(Data lines)
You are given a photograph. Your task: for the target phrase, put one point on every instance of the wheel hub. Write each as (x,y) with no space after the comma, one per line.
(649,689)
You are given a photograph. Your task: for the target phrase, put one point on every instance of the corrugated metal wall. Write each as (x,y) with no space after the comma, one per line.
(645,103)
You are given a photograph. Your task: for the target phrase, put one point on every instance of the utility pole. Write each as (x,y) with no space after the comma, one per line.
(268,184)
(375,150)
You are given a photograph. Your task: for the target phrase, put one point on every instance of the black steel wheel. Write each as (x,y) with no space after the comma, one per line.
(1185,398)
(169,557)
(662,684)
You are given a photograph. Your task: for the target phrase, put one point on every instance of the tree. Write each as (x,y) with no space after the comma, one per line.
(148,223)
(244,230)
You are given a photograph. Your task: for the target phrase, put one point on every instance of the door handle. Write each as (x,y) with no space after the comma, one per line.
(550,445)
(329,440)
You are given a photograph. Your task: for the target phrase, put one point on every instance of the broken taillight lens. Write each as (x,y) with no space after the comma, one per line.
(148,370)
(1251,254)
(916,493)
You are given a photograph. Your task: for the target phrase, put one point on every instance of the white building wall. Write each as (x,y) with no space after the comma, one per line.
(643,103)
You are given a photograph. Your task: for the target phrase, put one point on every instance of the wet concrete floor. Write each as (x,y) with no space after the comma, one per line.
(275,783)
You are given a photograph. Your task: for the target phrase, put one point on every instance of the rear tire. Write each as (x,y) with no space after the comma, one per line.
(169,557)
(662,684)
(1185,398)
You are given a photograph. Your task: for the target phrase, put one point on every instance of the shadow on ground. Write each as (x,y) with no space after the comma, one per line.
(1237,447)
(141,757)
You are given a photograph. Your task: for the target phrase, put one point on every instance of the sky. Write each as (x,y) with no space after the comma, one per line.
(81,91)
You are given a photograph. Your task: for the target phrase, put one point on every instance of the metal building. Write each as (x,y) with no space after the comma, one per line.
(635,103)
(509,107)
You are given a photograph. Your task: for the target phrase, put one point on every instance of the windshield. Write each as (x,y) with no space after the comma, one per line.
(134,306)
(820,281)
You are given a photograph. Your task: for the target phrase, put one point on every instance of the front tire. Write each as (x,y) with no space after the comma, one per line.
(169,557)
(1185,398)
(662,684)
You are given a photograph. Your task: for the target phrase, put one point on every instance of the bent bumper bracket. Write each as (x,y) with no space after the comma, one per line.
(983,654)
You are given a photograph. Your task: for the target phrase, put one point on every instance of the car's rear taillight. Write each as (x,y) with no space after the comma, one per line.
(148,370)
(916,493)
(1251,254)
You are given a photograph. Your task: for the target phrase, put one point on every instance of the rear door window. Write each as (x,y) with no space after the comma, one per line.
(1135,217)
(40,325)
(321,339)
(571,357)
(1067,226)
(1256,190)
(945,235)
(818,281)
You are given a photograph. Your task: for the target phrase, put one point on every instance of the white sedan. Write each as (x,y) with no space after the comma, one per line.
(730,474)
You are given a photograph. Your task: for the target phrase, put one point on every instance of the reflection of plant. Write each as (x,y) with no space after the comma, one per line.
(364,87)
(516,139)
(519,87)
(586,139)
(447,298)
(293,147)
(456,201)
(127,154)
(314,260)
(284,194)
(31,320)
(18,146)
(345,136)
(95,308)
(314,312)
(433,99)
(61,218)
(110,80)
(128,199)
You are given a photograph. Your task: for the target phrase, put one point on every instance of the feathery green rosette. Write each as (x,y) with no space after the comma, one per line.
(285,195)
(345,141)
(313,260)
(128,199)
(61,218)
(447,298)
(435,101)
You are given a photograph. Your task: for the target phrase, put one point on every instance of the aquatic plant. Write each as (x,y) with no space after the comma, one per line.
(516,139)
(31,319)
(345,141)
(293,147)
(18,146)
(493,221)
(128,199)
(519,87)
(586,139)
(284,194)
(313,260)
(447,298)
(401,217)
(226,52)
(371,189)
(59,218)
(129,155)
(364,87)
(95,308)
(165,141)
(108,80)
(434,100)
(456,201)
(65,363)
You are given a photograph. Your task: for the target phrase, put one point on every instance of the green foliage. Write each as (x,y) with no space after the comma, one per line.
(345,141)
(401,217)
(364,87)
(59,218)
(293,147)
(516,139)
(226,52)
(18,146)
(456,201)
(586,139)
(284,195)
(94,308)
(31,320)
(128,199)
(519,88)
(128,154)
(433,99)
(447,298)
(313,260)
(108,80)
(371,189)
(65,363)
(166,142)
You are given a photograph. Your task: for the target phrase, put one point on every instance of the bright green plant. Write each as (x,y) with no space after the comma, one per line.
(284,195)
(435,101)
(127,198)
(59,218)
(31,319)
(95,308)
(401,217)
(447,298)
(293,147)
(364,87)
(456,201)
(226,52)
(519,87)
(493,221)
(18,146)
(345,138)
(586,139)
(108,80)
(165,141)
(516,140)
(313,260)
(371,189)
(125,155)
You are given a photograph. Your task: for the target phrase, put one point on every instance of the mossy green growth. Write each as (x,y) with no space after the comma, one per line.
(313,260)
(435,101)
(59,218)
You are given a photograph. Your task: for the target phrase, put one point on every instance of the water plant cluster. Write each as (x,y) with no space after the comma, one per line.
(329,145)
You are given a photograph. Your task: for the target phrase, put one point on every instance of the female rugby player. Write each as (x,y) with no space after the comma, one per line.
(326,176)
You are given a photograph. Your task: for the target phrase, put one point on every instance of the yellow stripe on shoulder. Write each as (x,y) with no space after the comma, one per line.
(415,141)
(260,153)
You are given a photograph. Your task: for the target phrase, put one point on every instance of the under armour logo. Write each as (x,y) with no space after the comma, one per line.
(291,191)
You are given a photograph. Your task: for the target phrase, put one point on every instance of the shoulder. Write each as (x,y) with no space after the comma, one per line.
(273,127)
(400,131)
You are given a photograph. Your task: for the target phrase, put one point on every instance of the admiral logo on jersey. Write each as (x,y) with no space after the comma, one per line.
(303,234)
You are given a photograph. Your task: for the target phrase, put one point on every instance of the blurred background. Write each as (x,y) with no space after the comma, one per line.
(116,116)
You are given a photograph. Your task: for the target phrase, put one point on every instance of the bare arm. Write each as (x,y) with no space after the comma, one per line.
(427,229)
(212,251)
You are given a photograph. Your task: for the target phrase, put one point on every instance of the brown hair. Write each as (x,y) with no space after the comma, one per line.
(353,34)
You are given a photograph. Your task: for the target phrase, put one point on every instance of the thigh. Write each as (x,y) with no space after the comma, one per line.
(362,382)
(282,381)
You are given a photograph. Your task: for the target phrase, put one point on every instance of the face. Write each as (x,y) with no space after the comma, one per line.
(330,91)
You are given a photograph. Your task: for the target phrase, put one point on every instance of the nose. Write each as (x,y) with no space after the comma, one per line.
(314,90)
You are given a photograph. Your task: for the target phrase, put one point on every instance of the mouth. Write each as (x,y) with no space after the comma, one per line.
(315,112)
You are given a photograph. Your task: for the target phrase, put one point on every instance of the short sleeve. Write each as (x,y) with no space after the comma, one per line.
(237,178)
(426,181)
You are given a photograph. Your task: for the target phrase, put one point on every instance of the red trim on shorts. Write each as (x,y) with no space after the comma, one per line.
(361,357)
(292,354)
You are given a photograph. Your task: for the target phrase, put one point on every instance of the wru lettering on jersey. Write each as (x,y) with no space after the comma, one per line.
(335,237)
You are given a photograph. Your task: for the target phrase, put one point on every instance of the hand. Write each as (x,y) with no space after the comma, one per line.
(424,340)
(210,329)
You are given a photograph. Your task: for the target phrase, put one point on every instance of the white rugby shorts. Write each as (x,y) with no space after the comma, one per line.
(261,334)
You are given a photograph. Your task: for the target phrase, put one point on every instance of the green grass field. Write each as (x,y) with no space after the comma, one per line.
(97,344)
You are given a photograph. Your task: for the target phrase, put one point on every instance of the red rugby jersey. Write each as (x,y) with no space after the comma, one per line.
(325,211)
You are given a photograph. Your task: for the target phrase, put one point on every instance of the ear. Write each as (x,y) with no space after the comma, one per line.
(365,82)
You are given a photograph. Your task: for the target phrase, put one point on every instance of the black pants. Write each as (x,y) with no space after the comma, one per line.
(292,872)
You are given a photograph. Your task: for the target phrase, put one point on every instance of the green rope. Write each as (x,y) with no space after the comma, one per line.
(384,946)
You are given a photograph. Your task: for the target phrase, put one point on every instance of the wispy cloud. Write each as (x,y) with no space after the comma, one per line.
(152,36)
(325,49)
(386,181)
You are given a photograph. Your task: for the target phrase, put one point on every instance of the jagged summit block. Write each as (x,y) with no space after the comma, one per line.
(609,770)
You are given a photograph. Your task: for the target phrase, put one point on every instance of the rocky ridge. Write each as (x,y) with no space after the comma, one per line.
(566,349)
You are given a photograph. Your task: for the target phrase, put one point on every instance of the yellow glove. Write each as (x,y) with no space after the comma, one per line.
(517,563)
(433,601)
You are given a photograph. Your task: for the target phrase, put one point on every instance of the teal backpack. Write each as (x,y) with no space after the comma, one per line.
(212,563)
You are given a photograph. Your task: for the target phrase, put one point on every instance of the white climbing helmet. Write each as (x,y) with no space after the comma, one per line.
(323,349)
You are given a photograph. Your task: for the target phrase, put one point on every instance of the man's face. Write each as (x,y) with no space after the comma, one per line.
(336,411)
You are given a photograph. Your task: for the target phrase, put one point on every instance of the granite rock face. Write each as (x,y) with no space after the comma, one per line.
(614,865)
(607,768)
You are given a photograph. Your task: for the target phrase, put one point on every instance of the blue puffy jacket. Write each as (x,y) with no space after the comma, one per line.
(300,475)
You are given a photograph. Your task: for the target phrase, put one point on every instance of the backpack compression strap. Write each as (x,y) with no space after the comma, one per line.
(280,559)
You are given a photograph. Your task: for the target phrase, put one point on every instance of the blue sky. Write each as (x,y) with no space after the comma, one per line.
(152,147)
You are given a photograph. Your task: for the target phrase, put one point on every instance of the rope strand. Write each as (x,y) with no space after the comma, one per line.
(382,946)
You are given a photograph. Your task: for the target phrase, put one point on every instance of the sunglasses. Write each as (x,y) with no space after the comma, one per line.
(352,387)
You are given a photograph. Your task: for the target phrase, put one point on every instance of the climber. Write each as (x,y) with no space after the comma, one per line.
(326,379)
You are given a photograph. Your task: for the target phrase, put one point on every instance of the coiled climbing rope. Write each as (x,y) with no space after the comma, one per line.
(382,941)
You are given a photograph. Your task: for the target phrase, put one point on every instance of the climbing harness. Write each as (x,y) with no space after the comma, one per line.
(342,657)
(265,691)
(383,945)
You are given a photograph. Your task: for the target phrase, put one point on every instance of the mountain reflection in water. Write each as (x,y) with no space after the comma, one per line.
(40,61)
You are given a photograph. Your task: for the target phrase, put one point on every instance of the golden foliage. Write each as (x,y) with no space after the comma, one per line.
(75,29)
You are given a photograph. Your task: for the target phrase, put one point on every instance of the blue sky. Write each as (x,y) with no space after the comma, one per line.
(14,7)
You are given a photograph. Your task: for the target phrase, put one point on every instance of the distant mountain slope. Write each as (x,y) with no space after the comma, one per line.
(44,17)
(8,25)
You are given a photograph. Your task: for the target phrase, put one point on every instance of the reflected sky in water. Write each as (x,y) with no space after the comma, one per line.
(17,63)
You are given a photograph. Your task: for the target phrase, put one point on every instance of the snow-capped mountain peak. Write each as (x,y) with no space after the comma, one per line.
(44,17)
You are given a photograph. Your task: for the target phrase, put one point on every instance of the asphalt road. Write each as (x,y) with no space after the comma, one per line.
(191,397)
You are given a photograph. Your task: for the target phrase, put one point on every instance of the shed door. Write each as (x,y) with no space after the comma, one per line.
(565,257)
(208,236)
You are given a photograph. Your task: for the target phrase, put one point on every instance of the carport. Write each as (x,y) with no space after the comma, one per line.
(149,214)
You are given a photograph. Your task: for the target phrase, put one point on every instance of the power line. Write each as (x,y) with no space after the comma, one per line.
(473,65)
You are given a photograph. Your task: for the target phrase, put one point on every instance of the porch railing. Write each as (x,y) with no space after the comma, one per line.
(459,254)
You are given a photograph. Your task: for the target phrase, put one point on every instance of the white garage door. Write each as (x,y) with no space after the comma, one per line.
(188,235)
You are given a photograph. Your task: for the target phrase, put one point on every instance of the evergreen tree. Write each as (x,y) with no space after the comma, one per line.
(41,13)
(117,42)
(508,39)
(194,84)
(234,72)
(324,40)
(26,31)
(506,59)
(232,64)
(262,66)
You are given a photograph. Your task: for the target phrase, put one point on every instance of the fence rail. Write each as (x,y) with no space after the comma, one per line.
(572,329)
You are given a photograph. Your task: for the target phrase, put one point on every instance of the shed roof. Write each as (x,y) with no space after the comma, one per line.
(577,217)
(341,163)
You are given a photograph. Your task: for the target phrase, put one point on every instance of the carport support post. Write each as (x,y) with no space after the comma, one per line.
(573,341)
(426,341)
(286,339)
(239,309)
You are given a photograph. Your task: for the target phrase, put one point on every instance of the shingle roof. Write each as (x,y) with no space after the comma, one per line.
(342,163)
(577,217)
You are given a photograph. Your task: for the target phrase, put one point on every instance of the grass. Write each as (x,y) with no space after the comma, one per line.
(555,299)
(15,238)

* TO BE DONE: Please copy the data word for word, from the line containing "of the porch" through the end of the data.

* THE OUTPUT:
You are given a photograph. Your task: for the target phrase, put one point on every instance of the porch railing. Write each as (x,y) with no space after the comma, one per line.
(459,254)
You are given a photograph. Your task: for the target phrase, put one point on every instance of the white garage door. Write each as (x,y) with no space after the comma, one per line.
(188,235)
You are given a photograph. Your task: for the target phrase, put one point on every instance of the evergreen tree. Write each as (x,y) with no space after the comma, one per line.
(41,13)
(117,42)
(508,39)
(194,84)
(234,72)
(324,40)
(26,31)
(506,59)
(232,64)
(262,66)
You are given a photograph. Your task: for the target phrase, put one point on every instance of the fence rail. Write each as (x,y) with no space after the comma, one per line.
(572,329)
You are given a photograph. Your task: for the target phrase, put one point on every instance of the shed roof. Write each as (x,y) with no space after the comma, one per line.
(577,217)
(341,163)
You are given a photograph. Your task: for the target phrase, put one point on every instance of the carport support post. Write each as (x,y) with no space after the comma, one per line.
(573,341)
(426,341)
(286,339)
(239,309)
You are given a photograph. Your task: for the target phrase, put one point on every instance of the shingle roof. Write each as (x,y) with no space after the comma, one per line.
(342,163)
(577,217)
You are given a photograph. Your task: for the target phrase, put one point on every instance of the grass. Write each as (x,y) with no space after the comma, one per line.
(555,299)
(15,238)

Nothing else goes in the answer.